Reproduce the lines of the listing below verbatim, from the line containing "Target: book with brown cover" through the end of the listing.
** START **
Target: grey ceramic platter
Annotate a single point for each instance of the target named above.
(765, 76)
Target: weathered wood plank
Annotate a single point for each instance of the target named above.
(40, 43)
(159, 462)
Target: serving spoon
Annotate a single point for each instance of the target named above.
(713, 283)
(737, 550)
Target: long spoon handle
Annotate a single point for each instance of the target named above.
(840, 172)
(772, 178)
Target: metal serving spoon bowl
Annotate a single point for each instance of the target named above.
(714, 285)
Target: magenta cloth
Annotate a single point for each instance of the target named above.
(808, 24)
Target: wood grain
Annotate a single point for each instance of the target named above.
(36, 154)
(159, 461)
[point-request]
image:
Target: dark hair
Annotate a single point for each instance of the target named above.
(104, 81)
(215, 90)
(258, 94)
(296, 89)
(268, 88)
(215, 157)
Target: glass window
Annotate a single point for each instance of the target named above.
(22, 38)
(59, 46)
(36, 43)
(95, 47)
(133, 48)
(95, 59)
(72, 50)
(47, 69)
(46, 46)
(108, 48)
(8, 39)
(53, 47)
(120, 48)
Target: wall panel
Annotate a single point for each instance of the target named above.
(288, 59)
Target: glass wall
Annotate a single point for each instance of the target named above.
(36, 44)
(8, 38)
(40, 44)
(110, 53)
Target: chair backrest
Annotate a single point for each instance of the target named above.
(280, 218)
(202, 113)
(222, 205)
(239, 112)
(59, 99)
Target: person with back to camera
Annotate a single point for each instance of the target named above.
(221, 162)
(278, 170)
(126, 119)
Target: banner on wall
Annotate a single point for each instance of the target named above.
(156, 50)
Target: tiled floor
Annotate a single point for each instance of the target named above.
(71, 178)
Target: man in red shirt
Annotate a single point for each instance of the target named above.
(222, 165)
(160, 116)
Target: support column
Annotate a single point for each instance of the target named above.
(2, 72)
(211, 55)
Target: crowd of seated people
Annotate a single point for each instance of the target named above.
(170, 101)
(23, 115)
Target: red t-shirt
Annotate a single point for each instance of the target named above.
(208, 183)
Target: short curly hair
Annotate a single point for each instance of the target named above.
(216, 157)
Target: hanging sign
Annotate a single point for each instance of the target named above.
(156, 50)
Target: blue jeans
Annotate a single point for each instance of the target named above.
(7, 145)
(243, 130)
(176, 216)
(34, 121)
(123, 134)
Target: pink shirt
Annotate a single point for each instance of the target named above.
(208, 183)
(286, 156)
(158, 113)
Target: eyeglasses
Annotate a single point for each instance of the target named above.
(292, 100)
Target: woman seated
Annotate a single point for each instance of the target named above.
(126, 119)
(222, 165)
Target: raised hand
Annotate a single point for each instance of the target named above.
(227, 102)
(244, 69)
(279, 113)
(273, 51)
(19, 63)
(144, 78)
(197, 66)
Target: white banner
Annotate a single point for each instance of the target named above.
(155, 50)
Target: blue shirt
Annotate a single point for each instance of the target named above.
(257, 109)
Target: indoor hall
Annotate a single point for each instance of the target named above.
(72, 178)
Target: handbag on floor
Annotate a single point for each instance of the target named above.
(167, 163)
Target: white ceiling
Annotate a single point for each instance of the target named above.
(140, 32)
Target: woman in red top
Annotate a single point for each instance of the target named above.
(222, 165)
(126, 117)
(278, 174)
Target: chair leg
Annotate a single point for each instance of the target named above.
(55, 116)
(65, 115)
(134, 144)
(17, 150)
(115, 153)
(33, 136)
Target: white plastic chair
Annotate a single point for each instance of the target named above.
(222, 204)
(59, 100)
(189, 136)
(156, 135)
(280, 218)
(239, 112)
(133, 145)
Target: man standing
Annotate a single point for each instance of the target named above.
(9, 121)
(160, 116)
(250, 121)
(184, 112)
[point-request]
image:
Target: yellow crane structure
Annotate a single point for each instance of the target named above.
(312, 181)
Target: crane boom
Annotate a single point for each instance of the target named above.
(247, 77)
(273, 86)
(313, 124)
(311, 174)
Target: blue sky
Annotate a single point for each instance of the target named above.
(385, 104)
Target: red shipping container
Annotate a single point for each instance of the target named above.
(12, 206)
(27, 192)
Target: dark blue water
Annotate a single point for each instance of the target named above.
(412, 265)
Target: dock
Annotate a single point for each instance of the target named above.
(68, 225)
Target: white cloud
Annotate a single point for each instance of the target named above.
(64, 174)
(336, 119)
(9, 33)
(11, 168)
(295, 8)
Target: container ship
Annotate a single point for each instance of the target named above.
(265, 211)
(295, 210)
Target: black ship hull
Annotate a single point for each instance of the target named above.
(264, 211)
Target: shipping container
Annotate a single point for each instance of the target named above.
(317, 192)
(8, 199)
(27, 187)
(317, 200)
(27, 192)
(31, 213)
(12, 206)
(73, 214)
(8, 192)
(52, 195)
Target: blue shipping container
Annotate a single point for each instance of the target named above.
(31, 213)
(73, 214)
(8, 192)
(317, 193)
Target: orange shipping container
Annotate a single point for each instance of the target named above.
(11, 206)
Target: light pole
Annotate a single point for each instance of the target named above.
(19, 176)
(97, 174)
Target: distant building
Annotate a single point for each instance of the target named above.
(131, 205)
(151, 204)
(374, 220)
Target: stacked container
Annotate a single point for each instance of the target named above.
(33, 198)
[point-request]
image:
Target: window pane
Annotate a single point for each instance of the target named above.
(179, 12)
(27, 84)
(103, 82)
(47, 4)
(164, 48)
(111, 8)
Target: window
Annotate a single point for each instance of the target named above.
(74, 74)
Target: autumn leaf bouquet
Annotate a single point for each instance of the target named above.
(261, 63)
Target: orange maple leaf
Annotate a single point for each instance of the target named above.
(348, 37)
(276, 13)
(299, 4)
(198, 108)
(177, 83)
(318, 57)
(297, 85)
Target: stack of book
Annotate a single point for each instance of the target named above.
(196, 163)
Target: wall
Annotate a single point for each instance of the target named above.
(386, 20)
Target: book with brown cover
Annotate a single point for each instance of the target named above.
** END **
**Finished exercise:**
Target: book with brown cover
Annotate a single point for each instance of the target named above.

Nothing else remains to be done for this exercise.